[[ INFORMATION SUPPLIED, beginning ]]

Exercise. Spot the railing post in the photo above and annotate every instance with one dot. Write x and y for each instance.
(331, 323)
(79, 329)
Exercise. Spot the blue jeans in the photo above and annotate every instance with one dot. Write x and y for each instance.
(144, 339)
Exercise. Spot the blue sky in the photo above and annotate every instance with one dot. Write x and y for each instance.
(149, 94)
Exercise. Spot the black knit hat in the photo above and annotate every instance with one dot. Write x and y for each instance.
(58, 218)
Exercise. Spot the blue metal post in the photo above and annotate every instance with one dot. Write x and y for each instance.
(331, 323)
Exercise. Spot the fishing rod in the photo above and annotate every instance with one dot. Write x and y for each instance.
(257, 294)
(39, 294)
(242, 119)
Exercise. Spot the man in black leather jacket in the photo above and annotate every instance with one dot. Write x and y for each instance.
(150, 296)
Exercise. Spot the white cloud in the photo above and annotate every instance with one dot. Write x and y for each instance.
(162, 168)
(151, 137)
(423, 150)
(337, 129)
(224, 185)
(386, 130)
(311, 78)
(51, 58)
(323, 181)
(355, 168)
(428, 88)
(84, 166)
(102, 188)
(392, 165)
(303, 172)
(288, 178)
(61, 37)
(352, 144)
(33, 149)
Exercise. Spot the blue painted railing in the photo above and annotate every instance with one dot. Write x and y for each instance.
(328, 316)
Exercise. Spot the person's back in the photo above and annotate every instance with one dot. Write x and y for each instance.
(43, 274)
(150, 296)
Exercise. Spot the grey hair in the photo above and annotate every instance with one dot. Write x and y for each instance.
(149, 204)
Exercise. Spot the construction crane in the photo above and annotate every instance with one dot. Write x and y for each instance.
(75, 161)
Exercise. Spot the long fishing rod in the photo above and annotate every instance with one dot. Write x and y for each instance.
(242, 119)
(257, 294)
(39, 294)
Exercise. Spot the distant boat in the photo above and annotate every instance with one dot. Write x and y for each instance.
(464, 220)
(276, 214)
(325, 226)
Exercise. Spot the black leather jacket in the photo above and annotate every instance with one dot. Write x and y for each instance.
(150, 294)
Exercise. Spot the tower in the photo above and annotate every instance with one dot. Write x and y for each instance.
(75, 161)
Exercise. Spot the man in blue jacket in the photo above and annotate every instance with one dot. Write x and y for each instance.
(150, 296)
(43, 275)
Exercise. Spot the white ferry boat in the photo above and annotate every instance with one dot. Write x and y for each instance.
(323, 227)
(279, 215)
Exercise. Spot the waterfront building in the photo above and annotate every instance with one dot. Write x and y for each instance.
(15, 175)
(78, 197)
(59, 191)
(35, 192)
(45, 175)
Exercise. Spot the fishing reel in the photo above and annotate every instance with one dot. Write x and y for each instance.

[[ INFORMATION SUPPLIED, end ]]

### YOUR INSTRUCTIONS
Your reply should contain each entry, copied without alteration.

### REPLY TO THE TASK
Exercise. Spot the railing post in the photo above and annotate every instance with one dot. Write x and y for each instance.
(331, 323)
(79, 329)
Exercise. Spot the blue jeans in the photo above and annotate every instance with one dot. Write x and y for each instance.
(144, 339)
Exercise. Spot the blue sky in the photo above and annotate every instance with one dot. Write x and y for each instance.
(149, 94)
Exercise. Spot the black knit hat in the photo above and annotate every instance with one dot. Write x and y for each instance.
(58, 218)
Exercise. Spot the blue metal post in the photo above and annotate every instance with one dot. Write x and y for each instance.
(331, 323)
Exercise. Spot the fishing rod in the photo above and annotate every instance with one dot. Write x and y for each instance.
(257, 294)
(39, 294)
(242, 119)
Exercise. Spot the man in black leather jacket in the photo above and annotate every instance with one dot. Write x and y for each instance.
(150, 296)
Exercise. Spot the white cloud in the photo above and annotate every instance with one dot. Write x and y for each instance.
(162, 168)
(151, 137)
(423, 150)
(337, 129)
(224, 185)
(386, 130)
(311, 78)
(51, 58)
(323, 181)
(355, 168)
(428, 88)
(84, 166)
(102, 188)
(392, 165)
(303, 172)
(288, 178)
(61, 37)
(352, 144)
(33, 149)
Exercise. Spot the blue painted railing in the photo above and annotate every instance with one dot. Write x and y for each instance.
(328, 316)
Exercise. Spot the person's back in the photo above and annotate every instance with one dot. Write x and y for each instance.
(43, 274)
(150, 296)
Exercise. Spot the grey hair in the photo above and annotate every instance with one dot. Write x and y for each instance.
(149, 204)
Exercise. Spot the construction crane in the photo above and annotate every instance with one dot. Write x and y for each instance.
(75, 161)
Exercise. Spot the long fishing rod in the photo above and annotate every instance with one dot. Write x and y for each instance.
(242, 119)
(257, 294)
(39, 294)
Exercise. Spot the distant boat in the photo above and annotate every instance with one dot. Write x and y for each instance.
(464, 220)
(276, 214)
(325, 226)
Exercise. Spot the black leather jacket in the photo above and annotate every instance with one dot. Write x and y for each instance.
(150, 294)
Exercise. Spot the tower in the photo above and annotate every instance with one dot. Write x and y for each instance.
(75, 161)
Exercise. Spot the man in blue jacket in the photo above and annotate every instance with one dot. Write x and y for each instance.
(150, 296)
(43, 275)
Exercise. Spot the white ferry boat in the photo above and annotate every instance with one dot. Write x and y for each instance.
(323, 227)
(279, 215)
Exercise. Spot the waterfront building in the photo above and annotate every instance with one dot. Write x and y for each instance.
(15, 175)
(78, 197)
(59, 191)
(35, 192)
(45, 175)
Exercise. Spot the fishing reel in the photo above and annotate every instance with one dot. Write x and y for each instance.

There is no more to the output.